◆ Problem ◆
Reproduce every one of the stored items below word for word, keeping each line unchanged.

Stored items
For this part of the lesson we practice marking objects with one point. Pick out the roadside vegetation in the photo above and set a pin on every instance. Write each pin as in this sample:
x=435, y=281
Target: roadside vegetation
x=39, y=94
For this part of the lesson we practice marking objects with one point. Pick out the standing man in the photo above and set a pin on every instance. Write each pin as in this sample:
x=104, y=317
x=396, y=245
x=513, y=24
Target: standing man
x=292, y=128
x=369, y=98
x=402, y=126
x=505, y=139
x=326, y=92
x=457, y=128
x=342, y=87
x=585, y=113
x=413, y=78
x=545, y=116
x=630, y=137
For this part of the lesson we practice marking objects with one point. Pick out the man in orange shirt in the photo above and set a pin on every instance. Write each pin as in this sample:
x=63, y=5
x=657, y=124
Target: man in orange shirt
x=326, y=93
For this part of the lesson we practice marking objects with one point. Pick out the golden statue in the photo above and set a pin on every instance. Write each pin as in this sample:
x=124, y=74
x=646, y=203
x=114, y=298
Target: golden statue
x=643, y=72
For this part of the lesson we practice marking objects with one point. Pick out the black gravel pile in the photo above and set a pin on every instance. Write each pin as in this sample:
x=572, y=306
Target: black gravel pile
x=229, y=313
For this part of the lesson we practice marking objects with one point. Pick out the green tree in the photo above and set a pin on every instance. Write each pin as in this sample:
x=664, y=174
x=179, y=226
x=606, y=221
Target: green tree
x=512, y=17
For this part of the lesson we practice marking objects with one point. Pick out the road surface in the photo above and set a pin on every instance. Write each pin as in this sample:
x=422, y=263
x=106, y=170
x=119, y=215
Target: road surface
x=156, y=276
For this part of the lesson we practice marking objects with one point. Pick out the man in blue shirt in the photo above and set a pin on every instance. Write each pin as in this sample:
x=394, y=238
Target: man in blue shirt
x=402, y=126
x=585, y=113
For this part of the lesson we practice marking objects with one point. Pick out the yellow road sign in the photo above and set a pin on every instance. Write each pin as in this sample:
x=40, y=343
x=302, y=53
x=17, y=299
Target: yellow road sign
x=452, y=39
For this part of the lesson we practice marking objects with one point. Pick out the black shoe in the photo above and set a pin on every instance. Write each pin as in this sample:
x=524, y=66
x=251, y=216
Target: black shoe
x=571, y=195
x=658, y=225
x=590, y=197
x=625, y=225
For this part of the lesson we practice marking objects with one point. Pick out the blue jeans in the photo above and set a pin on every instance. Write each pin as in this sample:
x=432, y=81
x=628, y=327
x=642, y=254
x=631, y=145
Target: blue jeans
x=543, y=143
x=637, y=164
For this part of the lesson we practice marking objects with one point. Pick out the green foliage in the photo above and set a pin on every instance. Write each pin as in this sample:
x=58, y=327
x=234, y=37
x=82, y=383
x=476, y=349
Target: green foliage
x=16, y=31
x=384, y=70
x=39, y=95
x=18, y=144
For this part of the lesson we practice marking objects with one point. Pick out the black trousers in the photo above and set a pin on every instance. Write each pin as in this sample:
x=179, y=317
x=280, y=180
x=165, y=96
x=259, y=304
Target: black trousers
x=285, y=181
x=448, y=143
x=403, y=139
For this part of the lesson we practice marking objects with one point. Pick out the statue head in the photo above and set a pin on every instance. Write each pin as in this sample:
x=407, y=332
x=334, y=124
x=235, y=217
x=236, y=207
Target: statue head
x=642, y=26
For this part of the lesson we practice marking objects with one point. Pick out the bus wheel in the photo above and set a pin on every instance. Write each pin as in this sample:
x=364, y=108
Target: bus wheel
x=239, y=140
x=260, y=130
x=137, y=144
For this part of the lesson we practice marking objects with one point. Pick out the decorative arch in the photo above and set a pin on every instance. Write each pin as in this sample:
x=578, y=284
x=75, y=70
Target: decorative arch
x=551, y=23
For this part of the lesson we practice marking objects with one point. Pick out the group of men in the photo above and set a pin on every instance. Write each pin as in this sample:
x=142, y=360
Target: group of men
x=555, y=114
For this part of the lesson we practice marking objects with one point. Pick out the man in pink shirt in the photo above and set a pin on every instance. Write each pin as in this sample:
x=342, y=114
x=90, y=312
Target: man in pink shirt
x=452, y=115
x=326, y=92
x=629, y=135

◆ Exercise response ◆
For this part of the lesson we practice marking objects with one point. Pick out the roadside vegetation in the photo above and set a pin on every instance. Write each pin as in this sample:
x=435, y=281
Target: roadside vegetation
x=39, y=94
For this part of the lesson we practice marking objects with one point. Pick out the standing man in the photo above and set a pin on every instance. Write each pin as in this sample:
x=104, y=317
x=396, y=245
x=513, y=24
Target: standing man
x=292, y=128
x=369, y=98
x=402, y=126
x=505, y=139
x=326, y=92
x=457, y=128
x=342, y=87
x=585, y=113
x=413, y=78
x=545, y=116
x=630, y=137
For this part of the lesson we practice marking objects with one point. Pick out the man in orange shirt in the photo above and set a pin on every instance. Write each pin as in this sample:
x=63, y=5
x=657, y=124
Target: man in orange shirt
x=326, y=93
For this part of the lesson we practice marking objects with one point. Pick out the golden statue in the photo above and set a pin on every instance. Write each pin as in this sample:
x=124, y=74
x=646, y=203
x=114, y=298
Target: golden statue
x=643, y=72
For this part of the lesson we practice marking objects with one point. Pick out the black gravel pile in the photo above and set a pin on every instance. Write each pin as in this sample:
x=572, y=306
Target: black gravel pile
x=229, y=313
For this part of the lesson we practice marking objects with one point. Pick out the green tree in the photo above and set a pin on every instance. Write each pin as in this sample:
x=664, y=174
x=179, y=226
x=606, y=221
Target: green tree
x=512, y=17
For this part of the lesson we practice marking objects with one point. Pick out the road surface in the photo above and set a pin on every instance. Write each pin as in this sample:
x=422, y=263
x=106, y=170
x=119, y=215
Target: road surface
x=156, y=276
For this part of the lesson we practice marking objects with one point. Pick out the man in blue shirt in the photo above and set a pin on every instance. Write each pin as in this sample:
x=394, y=238
Target: man in blue shirt
x=402, y=126
x=585, y=113
For this part of the lesson we practice marking objects with one point. Pick out the yellow road sign in the photo above and set a pin on every instance. Write each pin as in this sample:
x=40, y=343
x=302, y=53
x=17, y=299
Target: yellow road sign
x=452, y=39
For this part of the lesson we practice marking objects with one point. Pick out the black shoe in the photo above and set a pin on every instance. Write each pin as in this sample:
x=524, y=66
x=251, y=216
Target: black shoe
x=571, y=195
x=658, y=225
x=590, y=197
x=625, y=225
For this part of the lesson we practice marking objects with one point. Pick out the blue jeans in the photo above and set a pin on every instance. Write each pin as in this sample:
x=432, y=81
x=628, y=327
x=642, y=254
x=631, y=145
Target: blue jeans
x=543, y=143
x=637, y=164
For this part of the lesson we practice marking objects with one point. Pick out the green foliage in the photo above and set a pin on every instance. Write each pin as in this sample:
x=58, y=327
x=234, y=37
x=82, y=383
x=476, y=349
Target: green foliage
x=16, y=31
x=384, y=70
x=39, y=95
x=18, y=144
For this part of the lesson we practice marking objects with one point. Pick out the black trousers in the photo above and set a pin on every instance. Write each pin as in this sample:
x=179, y=317
x=280, y=180
x=165, y=96
x=259, y=304
Target: black trousers
x=285, y=181
x=448, y=143
x=403, y=139
For this part of the lesson we practice marking objects with one point. Pick out the statue head in the photo above and set a pin on every instance. Write each pin as in this sample:
x=407, y=332
x=334, y=124
x=235, y=217
x=236, y=207
Target: statue head
x=642, y=26
For this part of the lesson we practice marking objects with one point. Pick out the bus wheel in the photo above and set a pin on every instance. Write each pin as in this sample:
x=364, y=108
Target: bus wheel
x=239, y=140
x=260, y=130
x=137, y=144
For this part of the lesson we practice marking objects with one point. Pick out the decorative arch in the photo above and set a pin on every instance. Write each pin as in this sample:
x=578, y=284
x=75, y=70
Target: decorative arch
x=551, y=23
For this part of the lesson we practice marking objects with one point. Pick out the group of men in the photo above and set a pin on every instance. Write each pin as in this sample:
x=142, y=360
Target: group of men
x=555, y=114
For this part of the lesson we practice marking objects with one point. Pick out the man in pink shirt in the photo above and set a pin on every instance. Write each pin as in this sample:
x=342, y=114
x=90, y=312
Target: man in pink shirt
x=452, y=115
x=326, y=92
x=629, y=135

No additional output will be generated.